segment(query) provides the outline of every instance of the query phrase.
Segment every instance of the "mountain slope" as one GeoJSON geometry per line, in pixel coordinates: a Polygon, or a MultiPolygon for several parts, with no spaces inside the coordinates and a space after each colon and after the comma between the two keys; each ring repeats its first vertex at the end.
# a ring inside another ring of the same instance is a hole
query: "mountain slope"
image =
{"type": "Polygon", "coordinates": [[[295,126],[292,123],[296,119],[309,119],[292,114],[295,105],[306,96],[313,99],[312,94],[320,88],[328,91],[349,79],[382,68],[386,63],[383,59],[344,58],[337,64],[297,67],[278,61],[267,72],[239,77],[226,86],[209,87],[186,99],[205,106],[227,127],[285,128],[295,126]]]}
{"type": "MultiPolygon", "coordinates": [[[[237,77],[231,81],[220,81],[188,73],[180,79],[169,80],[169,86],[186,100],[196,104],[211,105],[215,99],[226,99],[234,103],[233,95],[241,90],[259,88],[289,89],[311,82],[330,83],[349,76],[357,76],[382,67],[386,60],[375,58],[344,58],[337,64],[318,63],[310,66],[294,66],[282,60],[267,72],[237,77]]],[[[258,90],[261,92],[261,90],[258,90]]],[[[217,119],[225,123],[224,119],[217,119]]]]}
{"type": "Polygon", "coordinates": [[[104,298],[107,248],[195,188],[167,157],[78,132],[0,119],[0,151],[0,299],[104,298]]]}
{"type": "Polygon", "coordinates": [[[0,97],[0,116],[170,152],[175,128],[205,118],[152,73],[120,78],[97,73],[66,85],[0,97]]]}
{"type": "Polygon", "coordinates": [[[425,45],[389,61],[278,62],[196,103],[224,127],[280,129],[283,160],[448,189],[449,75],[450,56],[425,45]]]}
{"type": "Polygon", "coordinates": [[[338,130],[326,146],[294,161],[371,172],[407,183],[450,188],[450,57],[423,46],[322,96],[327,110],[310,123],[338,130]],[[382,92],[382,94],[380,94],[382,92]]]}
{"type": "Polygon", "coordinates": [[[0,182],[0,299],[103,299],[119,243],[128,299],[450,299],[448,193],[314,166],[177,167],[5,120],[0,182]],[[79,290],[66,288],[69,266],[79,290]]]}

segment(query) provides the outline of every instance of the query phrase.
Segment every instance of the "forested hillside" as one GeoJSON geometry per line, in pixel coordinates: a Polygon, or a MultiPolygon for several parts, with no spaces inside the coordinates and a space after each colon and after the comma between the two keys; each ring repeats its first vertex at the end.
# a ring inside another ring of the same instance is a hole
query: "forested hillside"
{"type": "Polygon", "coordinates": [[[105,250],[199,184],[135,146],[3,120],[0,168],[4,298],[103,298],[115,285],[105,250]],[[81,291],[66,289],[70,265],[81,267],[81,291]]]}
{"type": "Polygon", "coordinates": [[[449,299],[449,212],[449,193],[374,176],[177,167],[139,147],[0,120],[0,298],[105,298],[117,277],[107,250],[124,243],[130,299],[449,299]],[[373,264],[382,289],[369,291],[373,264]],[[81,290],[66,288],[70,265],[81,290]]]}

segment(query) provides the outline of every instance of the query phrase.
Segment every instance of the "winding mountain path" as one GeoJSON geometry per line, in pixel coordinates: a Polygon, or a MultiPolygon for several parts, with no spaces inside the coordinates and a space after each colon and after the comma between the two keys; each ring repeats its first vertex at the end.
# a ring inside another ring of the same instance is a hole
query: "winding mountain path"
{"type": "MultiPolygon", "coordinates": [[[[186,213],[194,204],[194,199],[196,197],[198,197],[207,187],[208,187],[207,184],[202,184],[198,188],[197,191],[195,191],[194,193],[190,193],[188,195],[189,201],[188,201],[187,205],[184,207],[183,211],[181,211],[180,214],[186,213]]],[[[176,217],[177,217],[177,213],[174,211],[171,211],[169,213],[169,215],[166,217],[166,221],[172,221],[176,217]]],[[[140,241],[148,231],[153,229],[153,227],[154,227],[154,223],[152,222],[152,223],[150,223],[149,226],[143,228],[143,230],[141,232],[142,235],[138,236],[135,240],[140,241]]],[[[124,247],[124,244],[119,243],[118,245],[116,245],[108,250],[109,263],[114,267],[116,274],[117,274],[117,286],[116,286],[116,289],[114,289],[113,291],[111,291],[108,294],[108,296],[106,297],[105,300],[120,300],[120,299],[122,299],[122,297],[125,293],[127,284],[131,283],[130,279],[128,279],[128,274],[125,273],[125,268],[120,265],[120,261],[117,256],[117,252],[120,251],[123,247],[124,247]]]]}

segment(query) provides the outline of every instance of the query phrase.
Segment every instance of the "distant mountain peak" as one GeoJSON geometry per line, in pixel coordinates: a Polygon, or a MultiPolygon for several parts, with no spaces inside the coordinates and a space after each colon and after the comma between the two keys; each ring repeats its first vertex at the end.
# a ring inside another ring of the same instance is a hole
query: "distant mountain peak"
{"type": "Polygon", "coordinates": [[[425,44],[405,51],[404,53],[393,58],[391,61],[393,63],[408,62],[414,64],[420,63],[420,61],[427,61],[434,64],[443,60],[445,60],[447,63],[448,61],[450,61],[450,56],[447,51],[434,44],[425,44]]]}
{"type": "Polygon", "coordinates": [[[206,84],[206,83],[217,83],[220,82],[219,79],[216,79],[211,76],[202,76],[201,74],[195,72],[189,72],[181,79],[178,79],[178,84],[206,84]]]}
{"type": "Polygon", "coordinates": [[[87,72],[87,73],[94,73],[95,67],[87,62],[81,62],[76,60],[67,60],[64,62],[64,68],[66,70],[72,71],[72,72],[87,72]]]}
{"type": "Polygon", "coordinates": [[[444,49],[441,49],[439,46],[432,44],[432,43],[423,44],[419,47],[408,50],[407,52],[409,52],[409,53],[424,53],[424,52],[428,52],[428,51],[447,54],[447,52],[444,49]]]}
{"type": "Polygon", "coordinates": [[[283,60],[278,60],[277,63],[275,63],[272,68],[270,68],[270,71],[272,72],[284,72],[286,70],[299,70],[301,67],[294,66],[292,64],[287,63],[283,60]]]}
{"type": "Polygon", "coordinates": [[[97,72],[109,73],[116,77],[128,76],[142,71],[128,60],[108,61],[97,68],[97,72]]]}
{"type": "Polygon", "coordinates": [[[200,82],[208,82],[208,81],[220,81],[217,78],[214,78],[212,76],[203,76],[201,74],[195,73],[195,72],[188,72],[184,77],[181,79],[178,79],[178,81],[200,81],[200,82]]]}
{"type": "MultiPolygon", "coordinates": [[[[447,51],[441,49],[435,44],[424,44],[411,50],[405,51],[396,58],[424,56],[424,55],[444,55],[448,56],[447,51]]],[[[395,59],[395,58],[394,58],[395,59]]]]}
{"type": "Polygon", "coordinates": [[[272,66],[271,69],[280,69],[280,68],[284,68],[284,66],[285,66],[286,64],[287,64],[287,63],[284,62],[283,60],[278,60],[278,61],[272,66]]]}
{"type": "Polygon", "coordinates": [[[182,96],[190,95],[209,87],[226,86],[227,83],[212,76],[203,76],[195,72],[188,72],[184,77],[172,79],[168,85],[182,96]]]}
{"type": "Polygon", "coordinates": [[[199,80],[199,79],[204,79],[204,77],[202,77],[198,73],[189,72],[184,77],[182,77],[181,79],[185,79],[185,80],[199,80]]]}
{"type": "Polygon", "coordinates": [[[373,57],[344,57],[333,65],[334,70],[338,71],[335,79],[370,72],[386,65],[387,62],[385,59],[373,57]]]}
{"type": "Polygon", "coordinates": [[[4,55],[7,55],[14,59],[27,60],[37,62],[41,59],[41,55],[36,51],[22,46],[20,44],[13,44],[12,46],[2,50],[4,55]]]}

◆ ◆ ◆ ◆

**Task goal**
Every line of the data is to be printed again exactly.

**Reply**
segment(query) provides the outline of every instance of the query phrase.
Segment every instance of the "mountain slope" as one GeoJSON geometry per line, in pixel coordinates: a Polygon, or a MultiPolygon for several parts, with no spaces inside the coordinates and a space after each colon and after the comma between the two keys; each ring repeats its first vertex at the end.
# a ring inside another ring of the same instance is a hole
query: "mountain slope"
image =
{"type": "Polygon", "coordinates": [[[295,126],[292,123],[296,119],[309,119],[292,114],[295,105],[306,96],[313,99],[312,94],[320,88],[328,91],[349,79],[382,68],[386,63],[383,59],[344,58],[337,64],[297,67],[278,61],[267,72],[239,77],[226,86],[209,87],[186,99],[205,106],[227,127],[285,128],[295,126]]]}
{"type": "MultiPolygon", "coordinates": [[[[237,77],[231,81],[220,81],[188,73],[180,79],[169,80],[169,86],[186,100],[196,104],[211,105],[215,99],[226,99],[234,103],[233,95],[241,90],[259,88],[289,89],[311,82],[330,83],[349,76],[357,76],[382,67],[386,60],[375,58],[344,58],[337,64],[318,63],[310,66],[294,66],[282,60],[267,72],[237,77]]],[[[258,90],[261,92],[261,90],[258,90]]],[[[217,119],[225,123],[224,119],[217,119]]]]}
{"type": "Polygon", "coordinates": [[[104,298],[107,248],[195,188],[167,157],[78,132],[0,119],[0,151],[0,299],[104,298]]]}
{"type": "Polygon", "coordinates": [[[0,97],[0,116],[170,152],[175,128],[205,118],[152,73],[120,78],[97,73],[66,85],[0,97]]]}
{"type": "Polygon", "coordinates": [[[425,45],[389,61],[278,62],[196,103],[224,127],[280,129],[283,160],[448,189],[449,75],[450,56],[425,45]]]}
{"type": "Polygon", "coordinates": [[[338,130],[326,146],[294,161],[371,172],[407,183],[450,188],[450,57],[423,46],[322,96],[327,110],[310,123],[338,130]],[[382,92],[382,94],[380,94],[382,92]]]}
{"type": "Polygon", "coordinates": [[[0,182],[0,299],[103,299],[119,243],[128,299],[450,299],[448,193],[314,166],[177,167],[5,120],[0,182]],[[79,290],[66,288],[69,266],[79,290]]]}

segment(query) provides the outline of every instance of the query phrase.
Segment every instance of the "forested hillside" as one GeoJSON geometry per line, in pixel coordinates: a Polygon, or a MultiPolygon for several parts, with no spaces inside the coordinates and a space after each colon and after the comma between the two keys; each ring repeats its first vertex at the end.
# a ring inside another ring of the same instance is a hole
query: "forested hillside"
{"type": "Polygon", "coordinates": [[[105,250],[199,184],[135,146],[3,120],[0,168],[4,298],[103,298],[115,285],[105,250]],[[81,291],[66,289],[70,265],[81,267],[81,291]]]}
{"type": "Polygon", "coordinates": [[[449,299],[449,212],[449,193],[374,176],[177,167],[139,147],[0,120],[0,298],[105,298],[117,277],[107,250],[124,243],[130,299],[449,299]],[[373,264],[382,289],[369,291],[373,264]],[[81,290],[66,288],[70,265],[81,290]]]}

segment(query) provides the outline of every instance of the query phrase.
Segment every instance of the "winding mountain path" as one GeoJSON geometry per line, in pixel coordinates: a Polygon, or a MultiPolygon for several parts, with no spaces inside the coordinates and a space after each colon and after the comma between the two keys; each ring repeats its first vertex at the end.
# a ring inside another ring of the same instance is a hole
query: "winding mountain path"
{"type": "MultiPolygon", "coordinates": [[[[186,213],[194,204],[194,199],[196,197],[198,197],[207,187],[208,187],[207,184],[202,184],[198,188],[197,191],[195,191],[194,193],[190,193],[188,195],[189,201],[188,201],[187,205],[184,207],[183,211],[181,211],[180,214],[186,213]]],[[[176,217],[177,217],[177,213],[174,211],[171,211],[169,213],[169,215],[166,217],[166,221],[172,221],[176,217]]],[[[140,241],[148,231],[153,229],[153,227],[154,227],[154,223],[152,222],[152,223],[150,223],[149,226],[143,228],[143,230],[141,232],[142,235],[138,236],[135,240],[140,241]]],[[[124,247],[124,244],[119,243],[118,245],[116,245],[108,250],[109,263],[114,267],[116,274],[117,274],[117,286],[116,286],[116,289],[114,289],[113,291],[111,291],[108,294],[108,296],[106,297],[105,300],[120,300],[120,299],[122,299],[122,297],[125,293],[127,284],[131,283],[130,279],[128,279],[128,274],[125,273],[125,268],[120,265],[120,261],[117,256],[117,252],[120,251],[123,247],[124,247]]]]}

segment(query) provides the outline of every instance of the query phrase.
Segment every instance of the "distant mountain peak" as one GeoJSON geometry per line, in pixel coordinates: a Polygon, or a MultiPolygon for several parts, with no spaces inside the coordinates and a space after each colon and after the comma between the two keys; each ring repeats its first vertex at the end.
# a ring inside another ring of the same instance is a hole
query: "distant mountain peak"
{"type": "Polygon", "coordinates": [[[425,44],[405,51],[404,53],[393,58],[391,61],[393,63],[408,62],[414,64],[420,63],[420,61],[427,61],[434,64],[443,60],[445,60],[447,63],[448,61],[450,61],[450,56],[447,51],[434,44],[425,44]]]}
{"type": "Polygon", "coordinates": [[[206,84],[206,83],[217,83],[220,82],[219,79],[216,79],[211,76],[202,76],[201,74],[195,72],[189,72],[181,79],[178,79],[178,84],[206,84]]]}
{"type": "Polygon", "coordinates": [[[87,72],[87,73],[94,73],[95,67],[87,62],[81,62],[76,60],[67,60],[64,62],[64,68],[66,70],[72,71],[72,72],[87,72]]]}
{"type": "Polygon", "coordinates": [[[444,49],[441,49],[439,46],[432,44],[432,43],[423,44],[419,47],[408,50],[407,52],[409,52],[409,53],[424,53],[424,52],[428,52],[428,51],[447,54],[447,52],[444,49]]]}
{"type": "Polygon", "coordinates": [[[283,60],[278,60],[277,63],[275,63],[272,68],[270,68],[270,71],[272,72],[284,72],[286,70],[299,70],[301,67],[294,66],[292,64],[287,63],[283,60]]]}
{"type": "Polygon", "coordinates": [[[97,72],[109,73],[116,77],[128,76],[142,71],[128,60],[108,61],[97,68],[97,72]]]}
{"type": "Polygon", "coordinates": [[[200,82],[208,82],[208,81],[220,81],[217,78],[214,78],[212,76],[203,76],[201,74],[195,73],[195,72],[188,72],[184,77],[181,79],[178,79],[178,81],[200,81],[200,82]]]}
{"type": "MultiPolygon", "coordinates": [[[[447,51],[441,49],[435,44],[424,44],[411,50],[405,51],[396,58],[424,56],[424,55],[444,55],[448,56],[447,51]]],[[[395,59],[395,58],[394,58],[395,59]]]]}
{"type": "Polygon", "coordinates": [[[272,66],[271,69],[280,69],[280,68],[284,68],[284,66],[285,66],[286,64],[287,64],[287,63],[284,62],[283,60],[278,60],[278,61],[272,66]]]}
{"type": "Polygon", "coordinates": [[[182,96],[190,95],[209,87],[226,86],[227,83],[212,76],[203,76],[195,72],[188,72],[184,77],[172,79],[168,85],[182,96]]]}
{"type": "Polygon", "coordinates": [[[199,80],[199,79],[204,79],[204,77],[202,77],[198,73],[189,72],[184,77],[182,77],[181,79],[185,79],[185,80],[199,80]]]}
{"type": "Polygon", "coordinates": [[[373,57],[344,57],[333,65],[334,70],[338,71],[335,79],[370,72],[386,65],[387,62],[385,59],[373,57]]]}
{"type": "Polygon", "coordinates": [[[4,55],[7,55],[14,59],[27,60],[37,62],[41,59],[41,55],[36,51],[22,46],[20,44],[13,44],[12,46],[2,50],[4,55]]]}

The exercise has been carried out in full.